Scan the records for the line containing "Guideline: for each instance of the gravel"; extract it and all later lines, verbatim, through the end, and nothing before it.

--- start of Recorded data ---

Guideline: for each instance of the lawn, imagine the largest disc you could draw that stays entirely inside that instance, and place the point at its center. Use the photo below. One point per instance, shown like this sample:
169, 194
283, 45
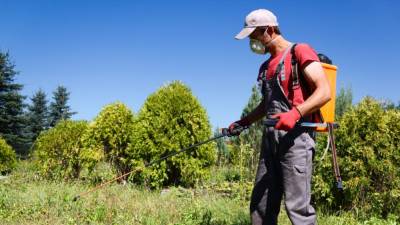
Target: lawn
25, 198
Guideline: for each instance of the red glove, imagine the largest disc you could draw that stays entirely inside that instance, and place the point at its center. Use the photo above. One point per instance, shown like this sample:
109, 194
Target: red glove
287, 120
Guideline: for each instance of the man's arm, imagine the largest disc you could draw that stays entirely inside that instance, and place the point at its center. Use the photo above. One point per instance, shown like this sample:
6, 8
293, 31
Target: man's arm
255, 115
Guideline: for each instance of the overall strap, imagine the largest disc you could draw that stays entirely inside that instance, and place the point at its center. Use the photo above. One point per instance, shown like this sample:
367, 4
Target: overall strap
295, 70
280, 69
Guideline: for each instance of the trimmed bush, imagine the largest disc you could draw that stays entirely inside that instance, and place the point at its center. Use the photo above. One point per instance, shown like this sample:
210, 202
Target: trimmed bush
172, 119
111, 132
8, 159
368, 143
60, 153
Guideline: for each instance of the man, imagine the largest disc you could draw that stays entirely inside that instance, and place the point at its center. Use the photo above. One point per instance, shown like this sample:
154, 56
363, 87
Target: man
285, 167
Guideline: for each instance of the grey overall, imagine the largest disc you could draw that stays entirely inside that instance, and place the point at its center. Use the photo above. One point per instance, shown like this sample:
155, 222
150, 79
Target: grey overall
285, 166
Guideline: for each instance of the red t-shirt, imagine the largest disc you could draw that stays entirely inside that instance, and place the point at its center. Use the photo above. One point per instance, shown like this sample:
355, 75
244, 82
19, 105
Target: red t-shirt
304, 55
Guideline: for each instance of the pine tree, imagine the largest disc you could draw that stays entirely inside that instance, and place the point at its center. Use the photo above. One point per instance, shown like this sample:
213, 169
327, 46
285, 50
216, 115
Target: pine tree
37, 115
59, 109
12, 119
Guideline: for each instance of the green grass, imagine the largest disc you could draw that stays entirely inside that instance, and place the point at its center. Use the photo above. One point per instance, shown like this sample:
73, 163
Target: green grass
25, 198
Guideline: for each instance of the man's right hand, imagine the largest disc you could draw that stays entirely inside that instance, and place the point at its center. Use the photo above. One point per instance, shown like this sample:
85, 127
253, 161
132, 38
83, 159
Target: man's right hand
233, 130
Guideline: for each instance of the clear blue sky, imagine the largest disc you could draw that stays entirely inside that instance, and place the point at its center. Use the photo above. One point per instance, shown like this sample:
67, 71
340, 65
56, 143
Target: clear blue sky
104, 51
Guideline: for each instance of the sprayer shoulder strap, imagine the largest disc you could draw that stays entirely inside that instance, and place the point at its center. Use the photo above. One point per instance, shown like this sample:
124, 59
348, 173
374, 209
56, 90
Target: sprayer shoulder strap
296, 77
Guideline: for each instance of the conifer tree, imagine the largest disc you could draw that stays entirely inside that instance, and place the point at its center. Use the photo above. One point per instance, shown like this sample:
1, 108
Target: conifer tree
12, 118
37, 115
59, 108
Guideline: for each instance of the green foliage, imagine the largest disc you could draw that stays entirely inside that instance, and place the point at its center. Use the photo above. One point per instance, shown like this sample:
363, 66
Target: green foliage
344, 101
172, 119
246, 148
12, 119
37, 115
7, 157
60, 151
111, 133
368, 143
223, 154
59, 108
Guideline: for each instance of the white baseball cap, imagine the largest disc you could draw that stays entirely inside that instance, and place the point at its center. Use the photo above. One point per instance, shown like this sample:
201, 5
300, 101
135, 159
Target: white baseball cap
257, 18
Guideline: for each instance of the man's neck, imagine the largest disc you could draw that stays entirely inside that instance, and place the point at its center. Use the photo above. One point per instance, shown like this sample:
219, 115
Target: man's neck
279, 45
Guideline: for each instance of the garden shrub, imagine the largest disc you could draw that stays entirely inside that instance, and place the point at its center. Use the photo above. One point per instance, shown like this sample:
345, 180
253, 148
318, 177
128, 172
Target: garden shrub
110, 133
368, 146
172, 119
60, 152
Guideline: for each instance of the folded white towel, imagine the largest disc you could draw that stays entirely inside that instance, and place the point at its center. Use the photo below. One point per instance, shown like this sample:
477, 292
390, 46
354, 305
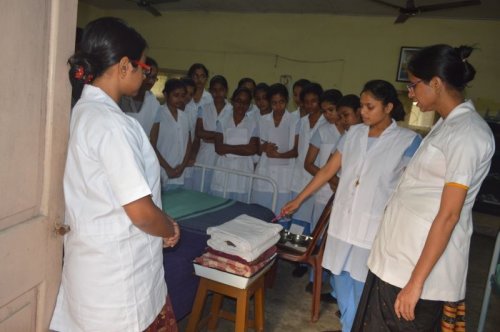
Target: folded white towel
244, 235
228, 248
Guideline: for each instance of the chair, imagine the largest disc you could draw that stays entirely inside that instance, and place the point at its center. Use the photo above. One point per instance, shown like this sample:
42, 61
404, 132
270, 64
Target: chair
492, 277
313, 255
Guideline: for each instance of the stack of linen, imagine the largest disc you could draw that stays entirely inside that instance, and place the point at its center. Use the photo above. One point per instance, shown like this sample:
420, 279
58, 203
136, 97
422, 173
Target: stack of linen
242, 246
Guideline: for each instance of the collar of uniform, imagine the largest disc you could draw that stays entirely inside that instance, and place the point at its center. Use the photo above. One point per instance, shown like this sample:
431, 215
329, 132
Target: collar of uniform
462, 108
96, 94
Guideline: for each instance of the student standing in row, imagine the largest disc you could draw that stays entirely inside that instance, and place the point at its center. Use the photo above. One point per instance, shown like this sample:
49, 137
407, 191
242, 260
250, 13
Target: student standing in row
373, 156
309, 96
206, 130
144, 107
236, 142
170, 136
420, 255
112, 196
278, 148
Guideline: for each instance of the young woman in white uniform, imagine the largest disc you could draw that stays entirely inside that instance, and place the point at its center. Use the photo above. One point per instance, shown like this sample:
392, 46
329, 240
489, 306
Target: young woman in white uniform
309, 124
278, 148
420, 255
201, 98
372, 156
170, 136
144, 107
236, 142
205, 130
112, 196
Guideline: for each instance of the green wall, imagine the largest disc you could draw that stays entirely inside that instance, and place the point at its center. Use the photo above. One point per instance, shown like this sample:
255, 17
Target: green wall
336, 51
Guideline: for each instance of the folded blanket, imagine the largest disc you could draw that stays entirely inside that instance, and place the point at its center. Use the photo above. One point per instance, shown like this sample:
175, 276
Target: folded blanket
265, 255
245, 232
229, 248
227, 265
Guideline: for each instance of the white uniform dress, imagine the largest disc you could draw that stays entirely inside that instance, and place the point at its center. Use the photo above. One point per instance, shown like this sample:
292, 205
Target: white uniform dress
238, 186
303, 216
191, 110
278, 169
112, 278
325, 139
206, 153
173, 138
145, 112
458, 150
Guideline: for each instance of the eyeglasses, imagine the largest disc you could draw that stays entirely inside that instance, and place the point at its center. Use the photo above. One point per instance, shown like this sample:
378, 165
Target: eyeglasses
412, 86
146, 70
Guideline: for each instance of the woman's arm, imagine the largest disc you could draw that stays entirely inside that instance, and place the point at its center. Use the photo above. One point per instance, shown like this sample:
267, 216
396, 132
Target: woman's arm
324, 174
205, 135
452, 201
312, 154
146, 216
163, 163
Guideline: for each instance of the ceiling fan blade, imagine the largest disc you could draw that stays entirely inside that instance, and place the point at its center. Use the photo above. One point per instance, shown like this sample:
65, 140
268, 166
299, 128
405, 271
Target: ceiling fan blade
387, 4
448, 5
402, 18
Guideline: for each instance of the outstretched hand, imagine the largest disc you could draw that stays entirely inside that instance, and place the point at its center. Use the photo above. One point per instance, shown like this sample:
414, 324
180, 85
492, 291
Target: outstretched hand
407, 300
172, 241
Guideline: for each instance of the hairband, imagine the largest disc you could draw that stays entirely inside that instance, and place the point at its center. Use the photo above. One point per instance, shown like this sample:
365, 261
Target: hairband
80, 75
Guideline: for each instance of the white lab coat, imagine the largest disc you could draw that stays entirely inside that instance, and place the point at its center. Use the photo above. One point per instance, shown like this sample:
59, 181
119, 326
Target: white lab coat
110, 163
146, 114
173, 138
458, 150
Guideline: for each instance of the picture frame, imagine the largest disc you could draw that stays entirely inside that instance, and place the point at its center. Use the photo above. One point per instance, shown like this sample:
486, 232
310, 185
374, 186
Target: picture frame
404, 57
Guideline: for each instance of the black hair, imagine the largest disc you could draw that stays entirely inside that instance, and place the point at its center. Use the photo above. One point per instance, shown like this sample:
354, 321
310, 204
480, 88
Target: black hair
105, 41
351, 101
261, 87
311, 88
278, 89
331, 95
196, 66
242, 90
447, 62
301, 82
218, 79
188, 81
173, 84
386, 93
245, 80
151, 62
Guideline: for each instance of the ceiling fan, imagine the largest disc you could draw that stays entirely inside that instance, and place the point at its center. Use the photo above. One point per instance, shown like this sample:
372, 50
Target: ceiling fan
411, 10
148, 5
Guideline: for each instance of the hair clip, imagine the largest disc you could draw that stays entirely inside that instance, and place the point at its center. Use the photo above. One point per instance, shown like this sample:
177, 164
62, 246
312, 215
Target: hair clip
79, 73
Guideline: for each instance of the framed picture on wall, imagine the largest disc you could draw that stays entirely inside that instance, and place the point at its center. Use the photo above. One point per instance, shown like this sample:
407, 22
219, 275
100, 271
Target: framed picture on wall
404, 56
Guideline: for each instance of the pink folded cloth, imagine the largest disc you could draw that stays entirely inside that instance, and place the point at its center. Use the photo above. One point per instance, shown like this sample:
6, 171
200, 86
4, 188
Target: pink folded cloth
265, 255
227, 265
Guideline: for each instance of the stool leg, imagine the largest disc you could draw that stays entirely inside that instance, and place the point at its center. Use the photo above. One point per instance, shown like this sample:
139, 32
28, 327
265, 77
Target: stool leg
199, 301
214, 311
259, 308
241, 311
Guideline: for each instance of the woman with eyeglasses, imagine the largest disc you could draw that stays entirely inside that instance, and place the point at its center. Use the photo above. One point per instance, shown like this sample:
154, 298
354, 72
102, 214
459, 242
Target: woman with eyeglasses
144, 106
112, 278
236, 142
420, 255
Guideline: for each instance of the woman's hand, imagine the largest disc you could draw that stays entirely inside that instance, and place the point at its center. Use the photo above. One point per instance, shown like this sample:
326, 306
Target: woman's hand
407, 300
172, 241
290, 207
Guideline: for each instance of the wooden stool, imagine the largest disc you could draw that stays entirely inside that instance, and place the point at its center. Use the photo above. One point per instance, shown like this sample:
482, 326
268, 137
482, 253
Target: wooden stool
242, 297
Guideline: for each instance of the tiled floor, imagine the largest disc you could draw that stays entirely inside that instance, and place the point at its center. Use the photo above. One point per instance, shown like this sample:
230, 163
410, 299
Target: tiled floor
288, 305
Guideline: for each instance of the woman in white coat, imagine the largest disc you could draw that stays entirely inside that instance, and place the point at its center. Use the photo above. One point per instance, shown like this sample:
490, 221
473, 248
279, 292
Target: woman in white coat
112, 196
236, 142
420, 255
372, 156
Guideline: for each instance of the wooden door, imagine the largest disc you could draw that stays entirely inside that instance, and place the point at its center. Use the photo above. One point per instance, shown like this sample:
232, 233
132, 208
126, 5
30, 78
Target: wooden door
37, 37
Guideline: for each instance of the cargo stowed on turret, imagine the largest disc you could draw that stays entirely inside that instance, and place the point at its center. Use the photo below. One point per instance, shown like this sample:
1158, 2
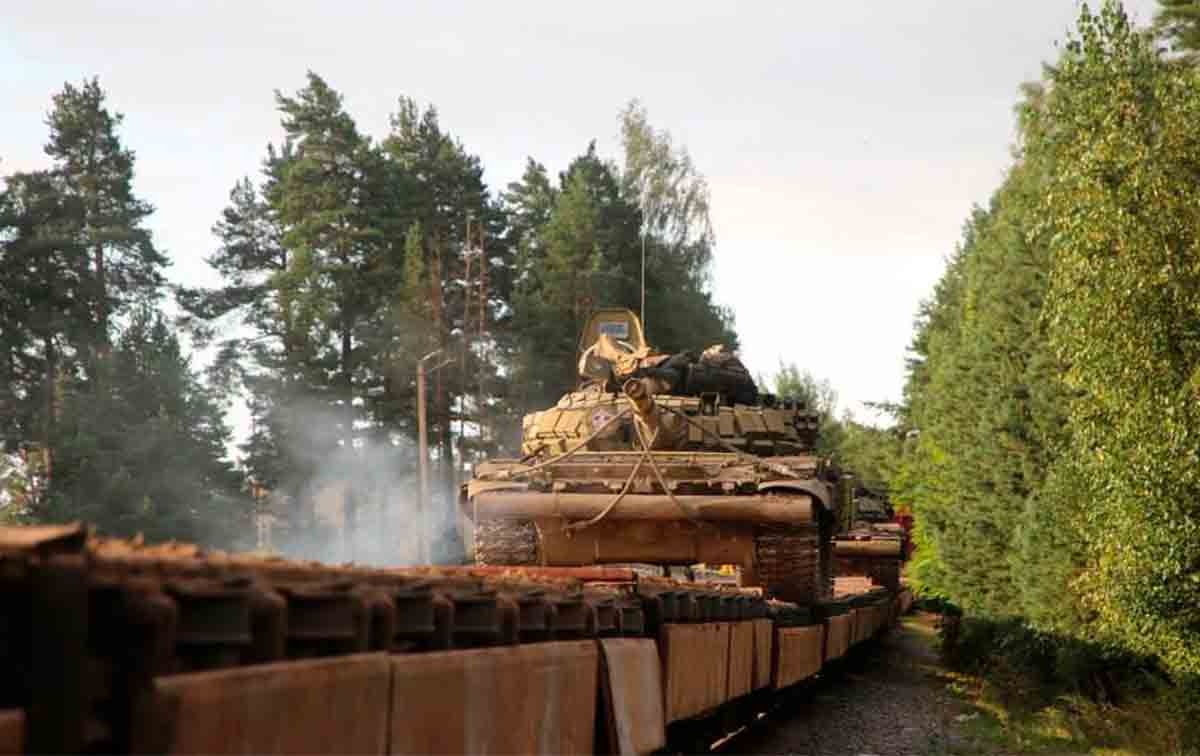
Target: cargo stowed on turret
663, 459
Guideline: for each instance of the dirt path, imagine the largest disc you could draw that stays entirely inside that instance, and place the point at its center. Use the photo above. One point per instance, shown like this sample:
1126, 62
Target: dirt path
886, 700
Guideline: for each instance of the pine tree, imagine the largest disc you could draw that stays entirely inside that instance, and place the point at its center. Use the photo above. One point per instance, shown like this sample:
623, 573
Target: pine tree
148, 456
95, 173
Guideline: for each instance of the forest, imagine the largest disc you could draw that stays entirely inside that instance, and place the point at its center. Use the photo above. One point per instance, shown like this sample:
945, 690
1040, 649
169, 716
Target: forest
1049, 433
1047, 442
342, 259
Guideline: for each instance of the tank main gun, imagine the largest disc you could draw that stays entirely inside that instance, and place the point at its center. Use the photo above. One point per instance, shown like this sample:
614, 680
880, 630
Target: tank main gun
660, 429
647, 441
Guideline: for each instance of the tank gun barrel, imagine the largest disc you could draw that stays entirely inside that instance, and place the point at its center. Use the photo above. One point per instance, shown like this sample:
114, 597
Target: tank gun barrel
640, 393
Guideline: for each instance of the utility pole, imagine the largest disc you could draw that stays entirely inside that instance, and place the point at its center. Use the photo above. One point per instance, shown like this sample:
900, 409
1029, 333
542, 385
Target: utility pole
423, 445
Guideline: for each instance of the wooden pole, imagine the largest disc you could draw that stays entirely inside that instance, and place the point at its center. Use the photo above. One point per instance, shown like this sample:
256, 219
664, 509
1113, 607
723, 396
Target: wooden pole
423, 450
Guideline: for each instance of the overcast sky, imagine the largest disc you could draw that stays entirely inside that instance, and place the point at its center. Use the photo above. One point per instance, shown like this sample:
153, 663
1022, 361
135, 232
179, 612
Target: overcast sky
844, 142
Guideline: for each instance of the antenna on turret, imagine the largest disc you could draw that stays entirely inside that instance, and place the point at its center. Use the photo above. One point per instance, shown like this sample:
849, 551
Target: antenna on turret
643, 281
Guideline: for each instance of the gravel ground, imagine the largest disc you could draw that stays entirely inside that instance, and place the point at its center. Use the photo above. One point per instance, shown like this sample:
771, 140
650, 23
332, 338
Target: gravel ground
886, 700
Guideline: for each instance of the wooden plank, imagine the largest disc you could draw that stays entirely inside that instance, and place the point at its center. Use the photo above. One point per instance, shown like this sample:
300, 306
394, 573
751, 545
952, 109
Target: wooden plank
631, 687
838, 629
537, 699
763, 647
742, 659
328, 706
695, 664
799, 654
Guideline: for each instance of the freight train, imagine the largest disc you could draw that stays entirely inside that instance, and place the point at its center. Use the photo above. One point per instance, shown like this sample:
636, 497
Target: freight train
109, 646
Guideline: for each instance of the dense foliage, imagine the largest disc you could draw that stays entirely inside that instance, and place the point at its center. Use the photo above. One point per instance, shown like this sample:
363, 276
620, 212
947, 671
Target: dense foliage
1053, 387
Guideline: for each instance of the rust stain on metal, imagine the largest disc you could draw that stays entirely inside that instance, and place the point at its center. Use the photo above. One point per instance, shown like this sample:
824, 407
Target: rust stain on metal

--- end of Recorded data ---

* Result below *
Guideline: for each instance of the gravel ground, imagine the largest disc you could draw that stays entirely inside that instance, and place the point at its center. Use the photo above. One point per instance, shown like this sample:
771, 140
650, 23
332, 338
Target: gravel ground
886, 700
Guideline: for each instance of the wooden plank, imagine the largest disc you could draw that stays entirely inside that instance, and place the point at its center. Use the photo above. One point per instance, shown like this sample:
300, 306
394, 573
751, 545
952, 109
Target: wooden plank
631, 687
838, 629
537, 699
763, 647
742, 659
328, 706
695, 664
799, 654
Guideline: for each instance of the freight train, imagine the largest disc you could draw that stays entirely inside that instance, and place the point at its center. Use the photo above. One point per instance, shown like this sample:
636, 497
Target: freight train
109, 646
Guideline: for each instance of the dense foliage, imagine the largest disc you could draw that stays entirely inside that instance, and place the point at its center. Use the photo above. One point per instance, shown like this sample:
363, 276
620, 212
947, 671
Target: dense foliage
1053, 387
Guideline: for each instance of the rust stain on metal, imagine the largest disc you could draw that stays entirely inside that instance, and place the point at its center. Use the photo above. One point per instance, shown like this sample:
824, 407
Target: rust stain on metal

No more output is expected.